**Page extract:**
§ §

In order to get more exact results, Eratosthenes applied two more manipulations.
First, a group of royal geodesists measured the distance from Syene to Meroe in the Sudan (today: Dar Shendy on the Nile), which came to 5000 stades. In this case the longitudinal difference is only 2°, but it is not negligible. And how could they really measure this great distance (about 800 km) over very rough mountainous surface? Only trigonometry would have served the job, but its use is denied by Miller (p.24). He talks about measuring by steps or with a rod or a rope, always reducing the outcome to the meridian. Let us assume that this might be probable. This suggests Syene is the center of Egyptian geodetics.
The third improvement need not be taken seriously: Sailors told him that the distance between Rhodes and Alexandria is about 4000 to 5000 stades. That was not an improvement at all. We know that it is nearly impossible to determine the distance a ship has sailed. Eratosthenes neglected the longitudinal difference of 2° and probably used measurements of latitude when he implied a distance of 3750 stades, as Miller says (p.27). Posidonius, who died about 150 years later, chose 4000 stades and arrived at a similarly exact result.

§ §

**To-do list:**
1. From the Eratosthenes passage, pull out everything from "The third improvement" down to "similarly exact result.", word for word.
2. Pick up the passage on Eratosthenes' measurements right after its last sentence and keep it going.

§ §

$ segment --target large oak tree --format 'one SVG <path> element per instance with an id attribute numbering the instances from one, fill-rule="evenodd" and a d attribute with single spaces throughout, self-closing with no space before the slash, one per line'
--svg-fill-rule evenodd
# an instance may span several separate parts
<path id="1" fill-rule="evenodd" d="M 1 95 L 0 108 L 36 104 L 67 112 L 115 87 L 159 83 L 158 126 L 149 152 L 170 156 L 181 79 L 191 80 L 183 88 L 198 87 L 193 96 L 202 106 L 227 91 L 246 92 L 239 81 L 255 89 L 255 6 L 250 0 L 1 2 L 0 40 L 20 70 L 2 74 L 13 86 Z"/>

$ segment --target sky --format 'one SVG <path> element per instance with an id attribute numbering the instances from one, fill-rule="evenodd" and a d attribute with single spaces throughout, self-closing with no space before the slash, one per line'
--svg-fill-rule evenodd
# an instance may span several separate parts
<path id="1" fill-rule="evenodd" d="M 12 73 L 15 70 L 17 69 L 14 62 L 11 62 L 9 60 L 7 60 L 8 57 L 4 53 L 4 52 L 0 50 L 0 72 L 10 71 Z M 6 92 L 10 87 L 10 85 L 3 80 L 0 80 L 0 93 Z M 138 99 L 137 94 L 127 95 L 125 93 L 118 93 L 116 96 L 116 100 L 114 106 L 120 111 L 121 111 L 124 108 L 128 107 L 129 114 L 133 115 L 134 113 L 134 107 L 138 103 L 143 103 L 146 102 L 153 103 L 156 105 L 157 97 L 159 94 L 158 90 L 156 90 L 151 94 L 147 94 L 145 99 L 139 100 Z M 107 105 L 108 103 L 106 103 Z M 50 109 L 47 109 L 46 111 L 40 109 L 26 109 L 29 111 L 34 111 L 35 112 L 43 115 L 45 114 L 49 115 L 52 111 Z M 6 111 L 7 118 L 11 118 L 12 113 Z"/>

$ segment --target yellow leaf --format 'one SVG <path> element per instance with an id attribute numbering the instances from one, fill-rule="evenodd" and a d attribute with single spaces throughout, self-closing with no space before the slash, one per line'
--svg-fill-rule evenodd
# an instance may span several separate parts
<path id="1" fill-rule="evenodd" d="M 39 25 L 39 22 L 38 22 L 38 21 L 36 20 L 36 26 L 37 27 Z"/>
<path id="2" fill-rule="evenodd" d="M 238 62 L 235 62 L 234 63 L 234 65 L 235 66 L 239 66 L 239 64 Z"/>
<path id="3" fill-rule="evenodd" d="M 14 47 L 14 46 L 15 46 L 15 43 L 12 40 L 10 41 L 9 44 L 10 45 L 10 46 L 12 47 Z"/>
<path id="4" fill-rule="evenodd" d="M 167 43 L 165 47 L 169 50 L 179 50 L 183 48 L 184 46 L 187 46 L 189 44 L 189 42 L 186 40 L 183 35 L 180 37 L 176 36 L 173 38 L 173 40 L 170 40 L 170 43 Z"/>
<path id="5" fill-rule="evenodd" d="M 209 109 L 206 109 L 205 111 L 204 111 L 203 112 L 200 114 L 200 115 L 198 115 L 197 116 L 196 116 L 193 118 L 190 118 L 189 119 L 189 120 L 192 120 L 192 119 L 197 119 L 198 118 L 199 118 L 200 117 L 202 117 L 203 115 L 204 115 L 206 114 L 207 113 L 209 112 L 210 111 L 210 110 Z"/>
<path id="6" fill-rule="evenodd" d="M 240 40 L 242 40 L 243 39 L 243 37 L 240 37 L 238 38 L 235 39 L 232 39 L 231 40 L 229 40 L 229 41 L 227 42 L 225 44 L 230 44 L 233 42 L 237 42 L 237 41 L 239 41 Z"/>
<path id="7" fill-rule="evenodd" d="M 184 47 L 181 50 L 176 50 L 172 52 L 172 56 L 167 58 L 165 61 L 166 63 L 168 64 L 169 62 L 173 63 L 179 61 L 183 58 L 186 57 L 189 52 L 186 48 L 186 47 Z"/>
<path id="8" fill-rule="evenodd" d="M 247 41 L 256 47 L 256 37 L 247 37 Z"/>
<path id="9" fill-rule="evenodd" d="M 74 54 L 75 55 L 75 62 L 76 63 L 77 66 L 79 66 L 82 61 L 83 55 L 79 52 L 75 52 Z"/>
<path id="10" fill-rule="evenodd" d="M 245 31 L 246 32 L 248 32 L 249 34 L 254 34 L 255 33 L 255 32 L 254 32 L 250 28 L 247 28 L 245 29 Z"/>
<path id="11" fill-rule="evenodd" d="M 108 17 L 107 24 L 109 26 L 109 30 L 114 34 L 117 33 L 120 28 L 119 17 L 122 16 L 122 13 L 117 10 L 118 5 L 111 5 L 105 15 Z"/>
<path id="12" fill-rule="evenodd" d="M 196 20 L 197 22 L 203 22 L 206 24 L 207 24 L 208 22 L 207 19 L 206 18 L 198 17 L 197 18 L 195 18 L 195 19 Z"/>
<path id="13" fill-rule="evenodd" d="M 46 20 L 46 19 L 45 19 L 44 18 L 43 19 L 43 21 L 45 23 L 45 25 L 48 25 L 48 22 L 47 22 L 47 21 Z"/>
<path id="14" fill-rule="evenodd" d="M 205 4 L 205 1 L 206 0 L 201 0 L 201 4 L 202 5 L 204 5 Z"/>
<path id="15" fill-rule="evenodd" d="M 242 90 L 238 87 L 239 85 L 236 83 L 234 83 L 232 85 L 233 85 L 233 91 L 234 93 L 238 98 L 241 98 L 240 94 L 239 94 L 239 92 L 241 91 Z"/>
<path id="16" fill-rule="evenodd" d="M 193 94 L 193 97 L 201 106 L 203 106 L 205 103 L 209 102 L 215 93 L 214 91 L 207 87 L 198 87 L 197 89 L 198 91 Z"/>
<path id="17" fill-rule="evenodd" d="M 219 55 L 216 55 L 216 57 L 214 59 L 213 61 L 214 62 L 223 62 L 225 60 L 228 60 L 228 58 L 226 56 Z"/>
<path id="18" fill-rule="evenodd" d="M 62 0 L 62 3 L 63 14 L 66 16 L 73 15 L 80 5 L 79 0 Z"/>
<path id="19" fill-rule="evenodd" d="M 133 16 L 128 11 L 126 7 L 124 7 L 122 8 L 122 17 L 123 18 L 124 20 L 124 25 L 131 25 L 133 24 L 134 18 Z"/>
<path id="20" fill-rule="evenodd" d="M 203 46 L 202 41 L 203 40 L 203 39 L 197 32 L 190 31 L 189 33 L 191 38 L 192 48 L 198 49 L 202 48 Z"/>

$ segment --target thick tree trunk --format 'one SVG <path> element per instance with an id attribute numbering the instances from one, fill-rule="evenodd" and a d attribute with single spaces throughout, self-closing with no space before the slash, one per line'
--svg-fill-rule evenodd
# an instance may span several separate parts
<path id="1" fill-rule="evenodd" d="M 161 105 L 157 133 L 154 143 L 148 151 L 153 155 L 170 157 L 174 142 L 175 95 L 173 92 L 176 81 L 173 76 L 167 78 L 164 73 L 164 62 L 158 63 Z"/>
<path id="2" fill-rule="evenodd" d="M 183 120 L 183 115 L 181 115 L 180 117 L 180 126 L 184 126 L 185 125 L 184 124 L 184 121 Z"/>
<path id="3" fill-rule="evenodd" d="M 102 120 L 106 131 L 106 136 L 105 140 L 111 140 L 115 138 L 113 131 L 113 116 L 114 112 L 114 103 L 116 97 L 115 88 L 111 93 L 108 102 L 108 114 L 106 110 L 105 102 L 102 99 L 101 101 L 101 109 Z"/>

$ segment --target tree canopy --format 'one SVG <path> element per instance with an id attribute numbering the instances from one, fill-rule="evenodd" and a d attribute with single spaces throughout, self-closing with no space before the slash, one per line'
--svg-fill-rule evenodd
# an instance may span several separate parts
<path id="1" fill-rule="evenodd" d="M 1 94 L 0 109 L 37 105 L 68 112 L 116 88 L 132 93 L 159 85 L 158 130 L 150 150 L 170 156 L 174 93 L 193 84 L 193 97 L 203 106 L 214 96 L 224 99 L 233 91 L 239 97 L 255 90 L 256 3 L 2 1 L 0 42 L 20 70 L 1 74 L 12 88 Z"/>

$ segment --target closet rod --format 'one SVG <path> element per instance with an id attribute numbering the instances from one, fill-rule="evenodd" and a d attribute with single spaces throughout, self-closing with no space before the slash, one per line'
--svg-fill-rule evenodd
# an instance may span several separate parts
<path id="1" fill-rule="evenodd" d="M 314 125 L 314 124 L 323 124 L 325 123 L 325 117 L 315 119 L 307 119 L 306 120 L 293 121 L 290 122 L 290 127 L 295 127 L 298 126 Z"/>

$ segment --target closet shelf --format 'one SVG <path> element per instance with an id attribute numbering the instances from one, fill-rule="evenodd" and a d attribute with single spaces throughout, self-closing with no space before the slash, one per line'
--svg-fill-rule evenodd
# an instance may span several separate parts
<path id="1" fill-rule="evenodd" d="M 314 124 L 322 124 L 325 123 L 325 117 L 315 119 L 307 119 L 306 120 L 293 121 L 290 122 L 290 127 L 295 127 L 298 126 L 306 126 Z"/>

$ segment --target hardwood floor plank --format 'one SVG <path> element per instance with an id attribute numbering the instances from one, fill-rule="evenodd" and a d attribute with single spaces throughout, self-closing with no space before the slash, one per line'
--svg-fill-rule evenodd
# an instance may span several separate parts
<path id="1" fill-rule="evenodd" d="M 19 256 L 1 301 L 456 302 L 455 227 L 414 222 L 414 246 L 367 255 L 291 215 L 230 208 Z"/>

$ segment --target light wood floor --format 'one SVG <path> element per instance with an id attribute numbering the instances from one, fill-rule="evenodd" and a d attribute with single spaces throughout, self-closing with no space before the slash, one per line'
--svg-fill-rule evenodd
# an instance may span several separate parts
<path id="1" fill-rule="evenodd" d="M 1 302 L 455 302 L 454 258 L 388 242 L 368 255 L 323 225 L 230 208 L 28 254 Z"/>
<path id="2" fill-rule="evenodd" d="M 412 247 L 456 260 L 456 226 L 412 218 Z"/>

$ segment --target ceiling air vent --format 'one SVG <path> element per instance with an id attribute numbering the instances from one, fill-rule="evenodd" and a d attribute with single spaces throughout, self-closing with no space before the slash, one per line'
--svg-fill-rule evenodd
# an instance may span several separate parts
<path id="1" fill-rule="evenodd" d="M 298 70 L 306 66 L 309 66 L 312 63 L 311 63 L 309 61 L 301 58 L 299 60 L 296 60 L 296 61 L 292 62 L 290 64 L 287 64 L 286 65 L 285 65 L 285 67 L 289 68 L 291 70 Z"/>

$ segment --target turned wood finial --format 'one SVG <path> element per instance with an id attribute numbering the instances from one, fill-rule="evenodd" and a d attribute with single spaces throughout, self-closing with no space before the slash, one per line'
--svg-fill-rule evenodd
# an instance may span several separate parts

§ §

**Response list:**
1.
The third improvement need not be taken seriously: Sailors told him that the distance between Rhodes and Alexandria is about 4000 to 5000 stades. That was not an improvement at all. We know that it is nearly impossible to determine the distance a ship has sailed. Eratosthenes neglected the longitudinal difference of 2° and probably used measurements of latitude when he implied a distance of 3750 stades, as Miller says (p.27). Posidonius, who died about 150 years later, chose 4000 stades and arrived at a similarly exact result.

2.
Again, this tells me the result was there first, and the way of obtaining it was a pure guess.
According to Miller (p.16) recent scholars take this view. They speak of Eratosthenes as “unconsciously” arriving at his results, or borrowing them from another learned culture.
For me the question remains: where did Eratosthenes get his knowledge? That he himself was not learned is highlighted by other data given in his texts (Miller p.5): the diameter of the sun is three times that of the earth, its distance is 51 diameters of the earth, and the moon is 19,5 earth-radii away. All figures are far wrong.
So if he could not estimate himself, not even nearly, how did he arrive at an exact result for the earth’s circumference?
The problem of the incorrect data used by Eratosthenes, especially the 3° difference in longitude, is brushed aside by Miller’s remarks (p.6 and p.25), that they are corrected by giving the latitudinal difference between Alexandria and Syene as 7° 1/7 . This is not said in the Greek text, but only surmised by Miller defending Eratosthenes. Miller says Eratosthenes was able to correct his wrong longitudes by the inexact difference of the latitudes and thus find the real circumference of the earth. Committing two mistakes and arriving at the correct result means that he knew the result in advance.
We can elaborate on this point a bit more.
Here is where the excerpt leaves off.